#### THE TASK:
Show each line of the rows below that contains the string "hair". Treat case as significant.

#### GIVEN RECORDS:
::::::::

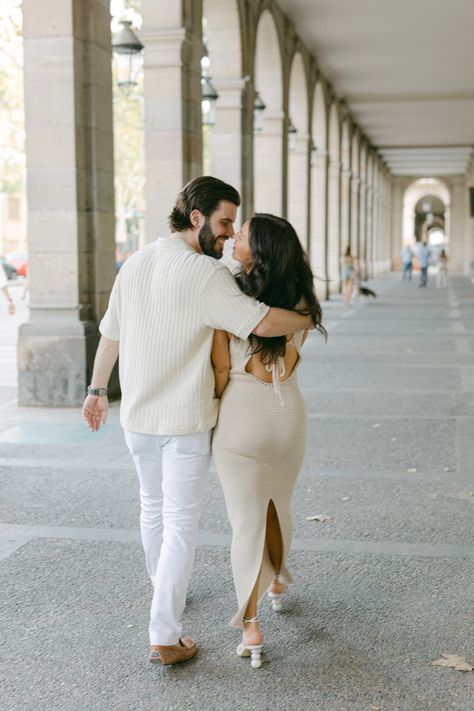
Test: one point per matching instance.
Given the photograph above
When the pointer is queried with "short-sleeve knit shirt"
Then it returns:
(165, 304)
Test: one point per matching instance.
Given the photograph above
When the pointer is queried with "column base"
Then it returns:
(55, 363)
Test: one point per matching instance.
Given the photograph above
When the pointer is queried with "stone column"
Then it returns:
(172, 91)
(268, 165)
(334, 225)
(298, 188)
(363, 227)
(396, 222)
(319, 167)
(370, 233)
(355, 187)
(70, 174)
(459, 217)
(346, 221)
(226, 135)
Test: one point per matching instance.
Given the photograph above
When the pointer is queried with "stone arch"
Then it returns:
(334, 196)
(319, 165)
(268, 143)
(224, 44)
(298, 152)
(416, 191)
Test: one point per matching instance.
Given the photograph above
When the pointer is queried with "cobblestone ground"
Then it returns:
(382, 588)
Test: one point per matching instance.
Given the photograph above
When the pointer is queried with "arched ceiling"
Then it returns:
(405, 70)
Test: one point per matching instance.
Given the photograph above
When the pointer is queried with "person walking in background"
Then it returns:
(423, 256)
(407, 262)
(165, 304)
(5, 292)
(442, 275)
(347, 276)
(259, 441)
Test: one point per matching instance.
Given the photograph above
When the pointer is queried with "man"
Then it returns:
(407, 262)
(423, 261)
(165, 304)
(4, 290)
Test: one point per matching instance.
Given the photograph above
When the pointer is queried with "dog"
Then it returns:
(365, 291)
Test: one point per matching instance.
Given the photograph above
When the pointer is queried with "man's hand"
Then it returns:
(95, 411)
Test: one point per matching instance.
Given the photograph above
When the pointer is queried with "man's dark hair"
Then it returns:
(203, 194)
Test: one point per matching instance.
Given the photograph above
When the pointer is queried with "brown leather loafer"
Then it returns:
(173, 653)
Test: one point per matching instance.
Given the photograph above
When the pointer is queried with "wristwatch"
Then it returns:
(101, 392)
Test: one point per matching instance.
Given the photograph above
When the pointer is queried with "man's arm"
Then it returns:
(11, 305)
(280, 322)
(95, 408)
(220, 358)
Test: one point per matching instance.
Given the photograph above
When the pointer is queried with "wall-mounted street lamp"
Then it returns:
(126, 47)
(209, 98)
(258, 113)
(292, 131)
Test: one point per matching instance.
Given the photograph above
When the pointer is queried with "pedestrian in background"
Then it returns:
(442, 276)
(347, 276)
(5, 292)
(407, 262)
(423, 256)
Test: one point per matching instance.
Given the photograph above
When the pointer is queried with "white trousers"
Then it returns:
(172, 471)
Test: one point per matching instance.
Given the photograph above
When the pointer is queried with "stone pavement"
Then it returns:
(382, 588)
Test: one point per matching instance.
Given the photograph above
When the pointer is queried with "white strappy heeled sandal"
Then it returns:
(276, 597)
(254, 651)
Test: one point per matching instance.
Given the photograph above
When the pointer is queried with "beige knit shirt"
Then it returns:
(165, 304)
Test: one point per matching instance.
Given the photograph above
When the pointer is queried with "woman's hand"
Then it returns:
(95, 411)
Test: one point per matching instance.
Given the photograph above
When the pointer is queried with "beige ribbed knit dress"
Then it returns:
(258, 449)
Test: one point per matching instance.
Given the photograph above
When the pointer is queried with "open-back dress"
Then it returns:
(258, 448)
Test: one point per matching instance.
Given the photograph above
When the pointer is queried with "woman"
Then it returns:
(442, 276)
(259, 440)
(347, 276)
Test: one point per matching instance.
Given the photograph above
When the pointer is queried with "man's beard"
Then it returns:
(208, 241)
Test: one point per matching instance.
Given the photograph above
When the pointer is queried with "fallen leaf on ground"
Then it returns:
(454, 661)
(319, 517)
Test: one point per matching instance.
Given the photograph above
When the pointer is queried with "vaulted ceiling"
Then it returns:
(406, 70)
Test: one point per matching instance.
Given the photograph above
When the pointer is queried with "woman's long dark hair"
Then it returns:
(280, 276)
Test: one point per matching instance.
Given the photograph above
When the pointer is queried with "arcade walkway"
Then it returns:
(382, 588)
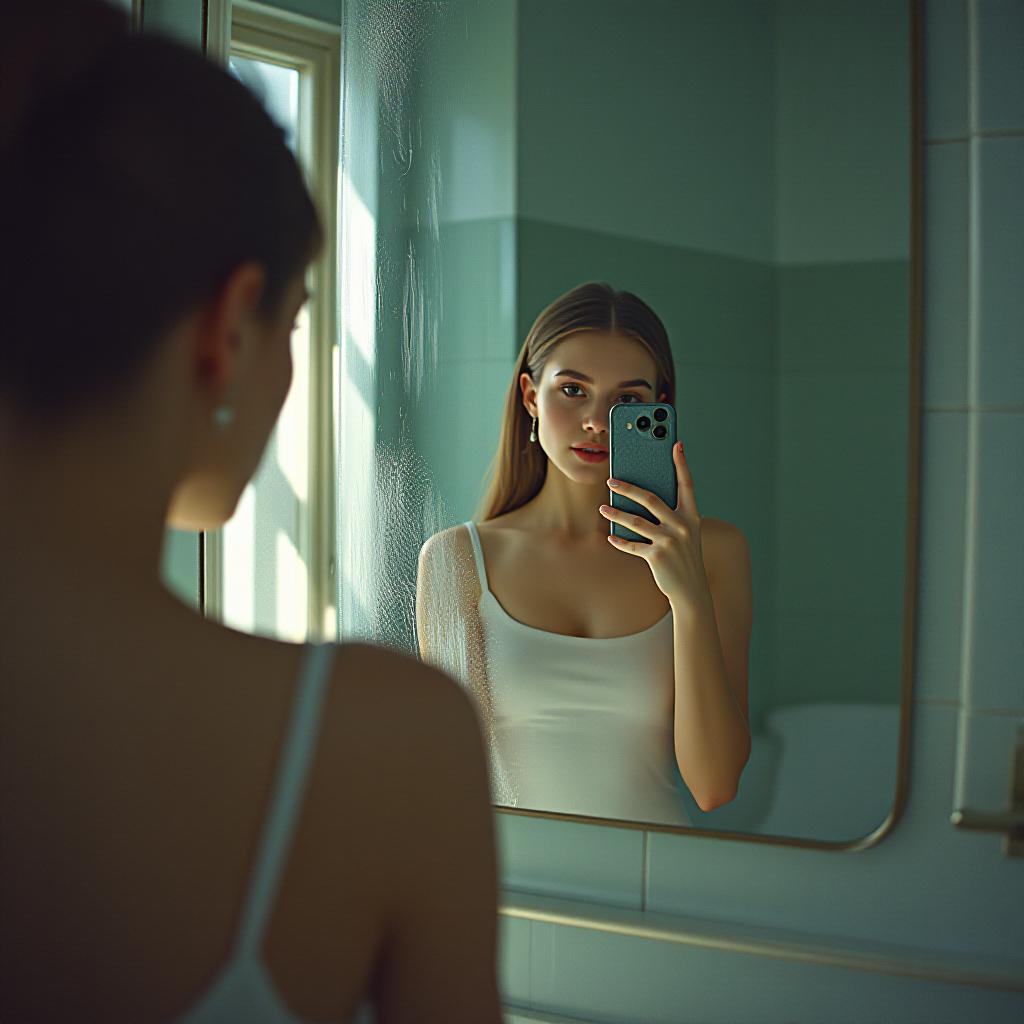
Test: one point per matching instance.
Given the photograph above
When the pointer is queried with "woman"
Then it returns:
(198, 824)
(601, 666)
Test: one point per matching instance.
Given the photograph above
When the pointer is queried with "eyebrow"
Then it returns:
(639, 382)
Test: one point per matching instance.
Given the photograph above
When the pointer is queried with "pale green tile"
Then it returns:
(946, 241)
(999, 28)
(842, 479)
(564, 858)
(999, 270)
(717, 309)
(940, 582)
(996, 637)
(945, 60)
(844, 315)
(179, 564)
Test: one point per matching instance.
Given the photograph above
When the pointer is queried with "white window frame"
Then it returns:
(313, 49)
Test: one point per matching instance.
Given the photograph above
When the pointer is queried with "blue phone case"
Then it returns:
(638, 457)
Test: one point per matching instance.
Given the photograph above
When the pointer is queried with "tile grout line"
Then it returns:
(971, 498)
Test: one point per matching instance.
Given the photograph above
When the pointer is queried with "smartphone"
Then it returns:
(640, 440)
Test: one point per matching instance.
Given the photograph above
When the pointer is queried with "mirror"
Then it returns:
(744, 169)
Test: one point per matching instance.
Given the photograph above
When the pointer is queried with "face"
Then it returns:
(586, 375)
(224, 460)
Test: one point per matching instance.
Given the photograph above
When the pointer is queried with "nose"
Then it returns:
(596, 419)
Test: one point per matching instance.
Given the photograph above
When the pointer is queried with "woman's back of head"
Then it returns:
(136, 175)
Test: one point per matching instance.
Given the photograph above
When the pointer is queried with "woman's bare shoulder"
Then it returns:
(449, 542)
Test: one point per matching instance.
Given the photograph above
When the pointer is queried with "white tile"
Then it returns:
(596, 976)
(999, 29)
(940, 578)
(995, 631)
(564, 858)
(999, 270)
(987, 745)
(924, 884)
(945, 69)
(946, 254)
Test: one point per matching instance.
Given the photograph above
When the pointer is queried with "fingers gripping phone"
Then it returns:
(640, 440)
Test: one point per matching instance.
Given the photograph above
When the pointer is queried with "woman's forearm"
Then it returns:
(712, 738)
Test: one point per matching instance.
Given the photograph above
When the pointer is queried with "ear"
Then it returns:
(528, 391)
(225, 324)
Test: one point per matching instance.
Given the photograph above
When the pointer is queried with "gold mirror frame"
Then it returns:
(910, 559)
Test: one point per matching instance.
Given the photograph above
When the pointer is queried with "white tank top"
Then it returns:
(582, 725)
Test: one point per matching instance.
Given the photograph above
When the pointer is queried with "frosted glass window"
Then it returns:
(265, 546)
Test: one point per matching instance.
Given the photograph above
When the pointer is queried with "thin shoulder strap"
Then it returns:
(477, 554)
(293, 767)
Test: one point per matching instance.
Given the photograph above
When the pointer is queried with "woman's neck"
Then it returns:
(570, 508)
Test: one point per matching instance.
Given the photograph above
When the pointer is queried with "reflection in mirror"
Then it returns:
(743, 170)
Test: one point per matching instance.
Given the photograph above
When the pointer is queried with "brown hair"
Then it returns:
(519, 466)
(136, 176)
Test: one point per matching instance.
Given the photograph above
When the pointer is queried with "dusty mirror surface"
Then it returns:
(743, 168)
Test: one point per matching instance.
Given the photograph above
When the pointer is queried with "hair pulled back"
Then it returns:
(519, 466)
(135, 175)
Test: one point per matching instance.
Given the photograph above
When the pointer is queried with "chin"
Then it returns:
(201, 516)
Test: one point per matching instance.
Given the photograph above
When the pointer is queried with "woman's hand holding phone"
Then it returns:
(675, 554)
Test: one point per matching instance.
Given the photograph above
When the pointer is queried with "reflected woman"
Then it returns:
(604, 670)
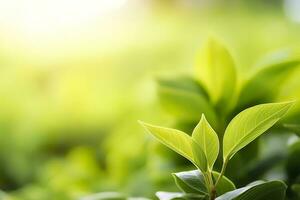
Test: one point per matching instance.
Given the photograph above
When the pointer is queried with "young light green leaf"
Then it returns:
(258, 190)
(215, 69)
(249, 124)
(176, 140)
(199, 157)
(208, 140)
(179, 196)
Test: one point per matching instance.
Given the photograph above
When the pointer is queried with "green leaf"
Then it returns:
(199, 157)
(185, 99)
(295, 128)
(249, 124)
(179, 196)
(259, 190)
(105, 196)
(296, 189)
(176, 140)
(193, 182)
(260, 87)
(208, 140)
(215, 69)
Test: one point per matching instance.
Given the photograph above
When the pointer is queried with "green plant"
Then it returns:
(202, 149)
(219, 91)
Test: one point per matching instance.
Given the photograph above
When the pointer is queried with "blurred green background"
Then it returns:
(75, 76)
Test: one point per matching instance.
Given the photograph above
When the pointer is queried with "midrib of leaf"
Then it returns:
(259, 124)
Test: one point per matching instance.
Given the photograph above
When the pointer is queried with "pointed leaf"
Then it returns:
(193, 182)
(176, 140)
(249, 124)
(208, 140)
(215, 69)
(259, 190)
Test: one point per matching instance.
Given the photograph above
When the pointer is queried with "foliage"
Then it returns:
(241, 131)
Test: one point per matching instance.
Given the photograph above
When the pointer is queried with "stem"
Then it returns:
(222, 171)
(212, 188)
(213, 193)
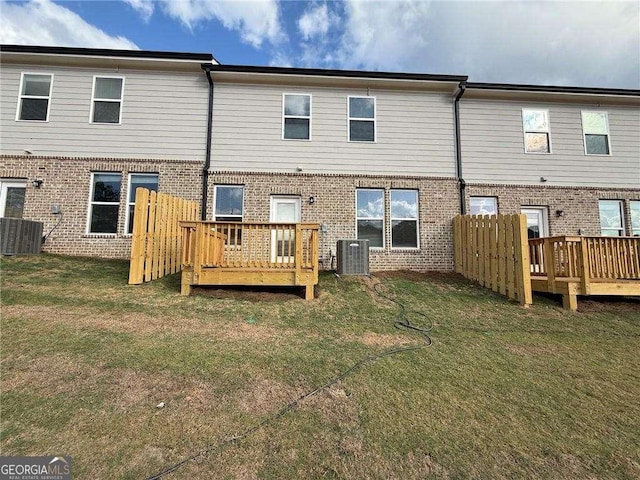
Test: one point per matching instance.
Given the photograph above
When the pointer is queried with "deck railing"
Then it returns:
(595, 258)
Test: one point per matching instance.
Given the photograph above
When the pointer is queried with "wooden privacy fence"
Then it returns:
(156, 245)
(493, 250)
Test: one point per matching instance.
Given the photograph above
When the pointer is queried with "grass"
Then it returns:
(503, 392)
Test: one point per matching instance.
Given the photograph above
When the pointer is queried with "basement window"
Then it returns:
(35, 97)
(105, 203)
(106, 103)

::::::::

#### RIGHT ANSWER:
When the pointer is queried with "man's dark hair"
When the pointer is queried with "woman's long dark hair"
When the pointer is queried with "brown hair"
When the pointer is queried with "hair pulled back"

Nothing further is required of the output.